_SET PROBLEM_
Print the records below exactly as they appear.
___ SUPPLIED ENTRIES ___
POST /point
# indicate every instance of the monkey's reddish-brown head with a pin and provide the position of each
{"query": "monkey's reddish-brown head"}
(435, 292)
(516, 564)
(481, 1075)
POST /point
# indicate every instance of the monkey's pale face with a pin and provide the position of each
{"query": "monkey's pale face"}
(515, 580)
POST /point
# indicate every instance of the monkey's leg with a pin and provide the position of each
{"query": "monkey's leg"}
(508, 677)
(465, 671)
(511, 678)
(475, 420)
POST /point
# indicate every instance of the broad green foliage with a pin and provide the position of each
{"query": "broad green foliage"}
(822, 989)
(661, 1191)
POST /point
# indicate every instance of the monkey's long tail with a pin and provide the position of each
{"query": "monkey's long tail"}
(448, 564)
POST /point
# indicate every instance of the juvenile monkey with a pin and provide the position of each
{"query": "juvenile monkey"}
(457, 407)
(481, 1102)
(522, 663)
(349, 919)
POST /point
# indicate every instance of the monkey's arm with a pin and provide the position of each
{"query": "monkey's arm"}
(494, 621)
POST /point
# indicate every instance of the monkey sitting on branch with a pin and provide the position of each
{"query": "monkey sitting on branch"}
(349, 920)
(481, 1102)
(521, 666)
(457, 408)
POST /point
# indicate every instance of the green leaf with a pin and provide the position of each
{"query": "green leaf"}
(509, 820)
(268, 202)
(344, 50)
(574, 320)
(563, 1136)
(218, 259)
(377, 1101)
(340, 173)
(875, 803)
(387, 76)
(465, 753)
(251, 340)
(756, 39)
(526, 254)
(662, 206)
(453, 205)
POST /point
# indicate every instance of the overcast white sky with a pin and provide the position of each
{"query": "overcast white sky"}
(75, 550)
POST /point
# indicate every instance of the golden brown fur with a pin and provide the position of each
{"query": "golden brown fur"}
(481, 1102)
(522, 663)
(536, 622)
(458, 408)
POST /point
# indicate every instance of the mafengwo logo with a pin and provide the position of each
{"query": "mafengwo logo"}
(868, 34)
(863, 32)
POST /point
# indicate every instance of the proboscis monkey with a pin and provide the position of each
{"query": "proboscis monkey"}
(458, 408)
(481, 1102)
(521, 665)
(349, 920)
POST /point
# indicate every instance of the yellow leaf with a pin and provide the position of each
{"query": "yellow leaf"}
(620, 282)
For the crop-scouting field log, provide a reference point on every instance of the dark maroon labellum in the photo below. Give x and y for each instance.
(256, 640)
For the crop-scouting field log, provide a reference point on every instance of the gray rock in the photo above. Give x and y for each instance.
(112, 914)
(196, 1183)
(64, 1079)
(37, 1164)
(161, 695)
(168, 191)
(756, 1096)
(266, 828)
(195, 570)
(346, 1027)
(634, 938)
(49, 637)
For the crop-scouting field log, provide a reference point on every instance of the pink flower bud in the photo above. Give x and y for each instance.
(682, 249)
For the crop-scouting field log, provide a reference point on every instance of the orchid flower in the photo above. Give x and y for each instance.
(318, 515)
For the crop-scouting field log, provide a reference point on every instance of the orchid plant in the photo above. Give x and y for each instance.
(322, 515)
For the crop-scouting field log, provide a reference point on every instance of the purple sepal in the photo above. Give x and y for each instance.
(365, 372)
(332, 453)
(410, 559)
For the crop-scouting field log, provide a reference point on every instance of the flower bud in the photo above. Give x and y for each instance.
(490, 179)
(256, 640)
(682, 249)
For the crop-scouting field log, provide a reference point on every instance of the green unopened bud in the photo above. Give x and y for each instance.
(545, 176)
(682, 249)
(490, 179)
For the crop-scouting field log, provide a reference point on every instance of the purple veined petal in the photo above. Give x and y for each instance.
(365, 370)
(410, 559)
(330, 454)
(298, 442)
___
_CORRECT RESPONSE_
POST /point
# indicate every instance of the monkey's reddish-brown head with a pin and provide the position of each
{"query": "monkey's reddish-brown head"}
(435, 292)
(516, 564)
(481, 1075)
POST /point
# indicate every instance of the monkey's pale face with a pin and provide the position of each
{"query": "monkey's pale face"}
(515, 580)
POST /point
# indicate every instance of the monkey's leg with a pin and provide the position of each
{"query": "monkey's leg"}
(508, 677)
(465, 671)
(511, 678)
(475, 420)
POST /point
# indicate every instance of the broad green foliage with a pin and provide the position of each
{"query": "broad green foliage"}
(822, 989)
(661, 1191)
POST /point
# indicate every instance of the monkey's long tail with a pin and provide the position of each
{"query": "monkey's long tail"}
(448, 564)
POST /point
# indicate every instance of the juvenile monkey with a pin and provide the position of each
{"query": "juvenile monkey"}
(457, 407)
(481, 1102)
(522, 663)
(349, 919)
POST /point
# indicate every instance of the monkey's arm with a pin and provide the position of each
{"query": "monkey's arm"}
(494, 621)
POST /point
# indicate every instance of the monkey sitting on branch with a pin and provide the position of each
{"query": "monkey sitting on branch"}
(349, 920)
(481, 1102)
(521, 666)
(457, 408)
POST /point
# indicate every instance of the green leaf with a pin and provide the position of each
{"query": "green leaf"}
(509, 820)
(268, 202)
(344, 50)
(574, 320)
(563, 1136)
(218, 259)
(377, 1101)
(340, 173)
(875, 803)
(387, 76)
(465, 753)
(251, 340)
(756, 39)
(526, 254)
(662, 206)
(453, 205)
POST /point
# indicate every instance of the overcast white sky with a pin and provide the position of each
{"query": "overcast white sky"}
(75, 550)
POST /point
# indicate every instance of the golden brown fur with a pin and provide the position of each
{"query": "golden brown fur"}
(481, 1102)
(522, 663)
(536, 622)
(458, 408)
POST /point
# indicate every instance of the mafengwo logo with a pin and provide the position of each
{"query": "mafengwo logo"}
(868, 34)
(863, 32)
POST /point
# indicate every instance of the proboscis monkey with a pin and provide the position of each
{"query": "proboscis monkey"}
(458, 408)
(481, 1102)
(521, 665)
(349, 920)
POST /point
# indicate every instance of the yellow leaf with a pin and provide the position of each
{"query": "yellow leaf"}
(620, 282)
For the crop-scouting field log, provide a reference point on every instance of the dark maroon labellum in the photo below. Give x and y for each instance.
(256, 640)
For the crop-scouting field log, provide a reference point on every instance of the gray rock in the photo above. Give x and y for each instance.
(112, 914)
(196, 1183)
(64, 1079)
(37, 1164)
(161, 695)
(168, 191)
(756, 1096)
(266, 828)
(195, 570)
(346, 1027)
(634, 938)
(49, 637)
For the crop-scouting field log, provide a reference point on every instance of the pink flower bud in the photo above. Give x and y for each instance.
(682, 249)
For the crop-scouting field log, provide a reference point on every instance of the orchid flower in the photo above. Give x and y for each instance.
(318, 515)
For the crop-scouting field log, provide a reference point on every instance of the orchid plant in the photo above. Give x and y for each instance.
(322, 515)
For the crop-scouting field log, provide a reference point on every instance of the purple sepal in the photo above. Give x and y for each instance.
(365, 372)
(332, 453)
(410, 559)
For the crop-scouting field log, provide a reference point on every instance of the flower bud in the photo above. Give x and y for each instance.
(490, 179)
(256, 640)
(682, 249)
For the crop-scouting field log, provide a reference point on every instance of the green unopened bud in the photo above. Give x and y for each instance.
(545, 176)
(682, 249)
(490, 179)
For the crop-scouting field log, provide a reference point on every instance of the purple veined petal in the photo above. Give x and y for each instance.
(365, 370)
(410, 559)
(330, 454)
(298, 442)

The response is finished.